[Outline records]

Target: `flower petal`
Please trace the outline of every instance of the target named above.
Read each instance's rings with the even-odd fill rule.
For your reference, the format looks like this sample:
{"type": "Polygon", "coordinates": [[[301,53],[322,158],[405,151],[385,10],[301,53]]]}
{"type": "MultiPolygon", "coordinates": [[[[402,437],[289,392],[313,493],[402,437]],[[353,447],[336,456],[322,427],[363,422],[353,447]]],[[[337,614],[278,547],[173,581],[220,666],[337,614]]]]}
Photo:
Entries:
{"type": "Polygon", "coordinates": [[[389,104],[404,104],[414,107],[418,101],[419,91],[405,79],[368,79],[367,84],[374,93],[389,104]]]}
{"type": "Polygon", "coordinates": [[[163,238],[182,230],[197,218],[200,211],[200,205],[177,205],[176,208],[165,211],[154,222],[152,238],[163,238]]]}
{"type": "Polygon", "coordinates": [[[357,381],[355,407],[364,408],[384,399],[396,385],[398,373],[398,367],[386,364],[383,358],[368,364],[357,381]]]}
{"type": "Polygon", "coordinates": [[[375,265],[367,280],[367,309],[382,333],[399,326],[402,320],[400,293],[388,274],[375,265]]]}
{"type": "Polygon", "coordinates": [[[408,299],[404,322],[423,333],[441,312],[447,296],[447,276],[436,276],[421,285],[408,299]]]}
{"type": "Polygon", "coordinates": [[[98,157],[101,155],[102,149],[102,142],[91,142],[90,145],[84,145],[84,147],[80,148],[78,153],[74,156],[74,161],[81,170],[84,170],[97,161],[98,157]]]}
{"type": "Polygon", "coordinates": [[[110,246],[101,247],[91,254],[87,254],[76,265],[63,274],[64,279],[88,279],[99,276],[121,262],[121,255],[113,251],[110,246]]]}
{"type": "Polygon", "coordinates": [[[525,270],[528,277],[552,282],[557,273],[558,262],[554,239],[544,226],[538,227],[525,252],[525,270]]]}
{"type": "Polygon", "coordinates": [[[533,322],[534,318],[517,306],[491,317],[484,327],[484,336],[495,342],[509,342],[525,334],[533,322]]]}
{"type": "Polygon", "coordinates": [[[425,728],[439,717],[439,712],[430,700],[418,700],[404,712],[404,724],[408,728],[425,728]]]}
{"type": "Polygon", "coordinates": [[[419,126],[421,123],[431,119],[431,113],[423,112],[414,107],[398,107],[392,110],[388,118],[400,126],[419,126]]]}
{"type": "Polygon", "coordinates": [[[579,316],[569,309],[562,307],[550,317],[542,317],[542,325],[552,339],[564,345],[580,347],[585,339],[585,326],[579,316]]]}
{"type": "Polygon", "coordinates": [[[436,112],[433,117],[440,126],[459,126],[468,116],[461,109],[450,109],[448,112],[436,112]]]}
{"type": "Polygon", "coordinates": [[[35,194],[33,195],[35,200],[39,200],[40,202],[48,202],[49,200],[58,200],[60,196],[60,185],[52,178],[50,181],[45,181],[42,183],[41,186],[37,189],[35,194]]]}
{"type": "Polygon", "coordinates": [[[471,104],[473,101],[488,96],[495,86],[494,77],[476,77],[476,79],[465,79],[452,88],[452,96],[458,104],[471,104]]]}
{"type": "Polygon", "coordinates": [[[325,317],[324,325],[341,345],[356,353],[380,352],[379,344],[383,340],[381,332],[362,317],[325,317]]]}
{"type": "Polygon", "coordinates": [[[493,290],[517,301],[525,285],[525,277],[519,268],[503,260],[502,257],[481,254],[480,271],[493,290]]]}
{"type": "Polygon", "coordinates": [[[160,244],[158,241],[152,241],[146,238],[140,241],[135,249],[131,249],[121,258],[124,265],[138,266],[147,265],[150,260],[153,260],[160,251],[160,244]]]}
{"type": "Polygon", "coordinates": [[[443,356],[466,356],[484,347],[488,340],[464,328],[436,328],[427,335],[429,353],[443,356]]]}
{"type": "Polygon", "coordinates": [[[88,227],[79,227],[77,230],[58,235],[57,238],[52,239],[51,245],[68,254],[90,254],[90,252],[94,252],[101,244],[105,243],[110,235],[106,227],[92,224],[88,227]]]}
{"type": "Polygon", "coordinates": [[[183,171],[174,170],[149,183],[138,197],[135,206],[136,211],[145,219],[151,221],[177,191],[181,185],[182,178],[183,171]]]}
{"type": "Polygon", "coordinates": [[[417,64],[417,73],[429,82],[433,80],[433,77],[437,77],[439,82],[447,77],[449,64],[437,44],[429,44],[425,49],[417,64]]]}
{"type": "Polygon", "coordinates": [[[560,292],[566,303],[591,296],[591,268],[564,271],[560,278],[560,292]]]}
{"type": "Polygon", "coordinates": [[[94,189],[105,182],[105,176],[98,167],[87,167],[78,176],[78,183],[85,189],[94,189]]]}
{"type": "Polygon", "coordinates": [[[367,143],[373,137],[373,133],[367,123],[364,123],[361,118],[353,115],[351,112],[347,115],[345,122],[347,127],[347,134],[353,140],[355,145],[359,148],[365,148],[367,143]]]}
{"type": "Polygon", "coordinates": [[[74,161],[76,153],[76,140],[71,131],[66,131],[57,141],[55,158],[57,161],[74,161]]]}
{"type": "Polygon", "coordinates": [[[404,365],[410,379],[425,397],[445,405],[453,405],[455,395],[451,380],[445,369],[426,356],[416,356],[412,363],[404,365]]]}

**SHORT PROBLEM:** Return all of the entries exactly as they were supplied.

**RESPONSE BELOW:**
Target: `flower petal`
Please trace the outline of every instance of the target named above.
Read each instance's rings with the even-odd fill rule.
For your reference, the format looks like this sample:
{"type": "Polygon", "coordinates": [[[301,53],[322,158],[405,151],[385,10],[301,53]]]}
{"type": "MultiPolygon", "coordinates": [[[[402,437],[289,392],[313,493],[402,437]],[[353,447],[336,456],[322,427],[363,422],[353,447]]],[[[337,614],[278,547],[173,581],[220,666],[337,614]]]]}
Photo:
Entries:
{"type": "Polygon", "coordinates": [[[389,104],[404,104],[414,107],[418,101],[419,91],[405,79],[368,79],[367,84],[374,93],[389,104]]]}
{"type": "Polygon", "coordinates": [[[163,238],[182,230],[197,218],[200,211],[200,205],[177,205],[176,208],[165,211],[154,222],[152,238],[163,238]]]}
{"type": "Polygon", "coordinates": [[[357,381],[355,407],[364,408],[384,399],[396,385],[398,373],[398,367],[386,364],[383,358],[368,364],[357,381]]]}
{"type": "Polygon", "coordinates": [[[375,265],[367,280],[367,309],[382,333],[399,326],[402,320],[400,293],[388,274],[375,265]]]}
{"type": "Polygon", "coordinates": [[[408,299],[404,322],[423,333],[441,312],[447,296],[447,276],[436,276],[421,285],[408,299]]]}
{"type": "Polygon", "coordinates": [[[98,157],[101,155],[102,149],[102,142],[91,142],[90,145],[84,145],[84,147],[80,148],[78,153],[74,156],[74,161],[81,170],[84,170],[97,161],[98,157]]]}
{"type": "Polygon", "coordinates": [[[110,246],[101,247],[91,254],[87,254],[76,265],[63,274],[64,279],[88,279],[99,276],[121,262],[121,255],[113,251],[110,246]]]}
{"type": "Polygon", "coordinates": [[[525,270],[528,277],[552,282],[557,273],[558,262],[554,239],[544,226],[538,227],[525,252],[525,270]]]}
{"type": "Polygon", "coordinates": [[[533,322],[534,318],[517,306],[491,317],[484,327],[484,336],[495,342],[509,342],[525,334],[533,322]]]}
{"type": "Polygon", "coordinates": [[[425,728],[439,717],[439,712],[430,700],[418,700],[404,712],[404,724],[408,728],[425,728]]]}
{"type": "Polygon", "coordinates": [[[419,126],[421,123],[431,119],[431,113],[423,112],[414,107],[398,107],[392,110],[388,118],[400,126],[419,126]]]}
{"type": "Polygon", "coordinates": [[[579,316],[569,309],[562,307],[550,317],[542,317],[542,325],[552,339],[564,345],[580,347],[585,339],[585,326],[579,316]]]}
{"type": "Polygon", "coordinates": [[[436,112],[433,117],[440,126],[459,126],[468,116],[461,109],[450,109],[448,112],[436,112]]]}
{"type": "Polygon", "coordinates": [[[35,194],[33,195],[35,200],[39,200],[40,202],[48,202],[49,200],[58,200],[60,196],[60,185],[52,178],[50,181],[45,181],[42,183],[41,186],[37,189],[35,194]]]}
{"type": "Polygon", "coordinates": [[[471,104],[473,101],[488,96],[495,86],[494,77],[476,77],[476,79],[465,79],[452,88],[452,96],[458,104],[471,104]]]}
{"type": "Polygon", "coordinates": [[[325,317],[324,325],[341,345],[356,353],[380,352],[379,344],[383,340],[381,332],[362,317],[325,317]]]}
{"type": "Polygon", "coordinates": [[[493,290],[517,301],[525,285],[525,277],[519,268],[503,260],[502,257],[481,254],[480,271],[493,290]]]}
{"type": "Polygon", "coordinates": [[[160,244],[158,241],[152,241],[146,238],[140,241],[135,249],[131,249],[121,258],[124,265],[138,266],[147,265],[150,260],[153,260],[160,251],[160,244]]]}
{"type": "Polygon", "coordinates": [[[443,356],[466,356],[484,347],[488,340],[464,328],[436,328],[427,335],[429,353],[443,356]]]}
{"type": "Polygon", "coordinates": [[[88,227],[79,227],[77,230],[58,235],[57,238],[52,239],[51,245],[68,254],[90,254],[90,252],[94,252],[101,244],[105,243],[110,235],[106,227],[92,224],[88,227]]]}
{"type": "Polygon", "coordinates": [[[183,171],[174,170],[149,183],[138,197],[135,206],[136,211],[145,219],[151,221],[177,191],[181,185],[182,178],[183,171]]]}
{"type": "Polygon", "coordinates": [[[417,64],[417,73],[429,82],[433,80],[433,77],[437,77],[439,82],[447,77],[449,64],[437,44],[429,44],[425,49],[417,64]]]}
{"type": "Polygon", "coordinates": [[[560,292],[566,303],[591,296],[591,268],[564,271],[560,278],[560,292]]]}
{"type": "Polygon", "coordinates": [[[94,189],[105,182],[105,176],[98,167],[87,167],[78,176],[78,183],[85,189],[94,189]]]}
{"type": "Polygon", "coordinates": [[[367,143],[373,137],[373,133],[367,123],[364,123],[361,118],[353,115],[351,112],[347,115],[345,122],[347,127],[347,134],[353,140],[355,145],[359,148],[365,148],[367,143]]]}
{"type": "Polygon", "coordinates": [[[74,161],[76,153],[76,140],[71,131],[66,131],[57,141],[55,158],[57,161],[74,161]]]}
{"type": "Polygon", "coordinates": [[[404,365],[410,379],[425,397],[445,405],[453,405],[455,395],[451,380],[445,369],[426,356],[416,356],[412,363],[404,365]]]}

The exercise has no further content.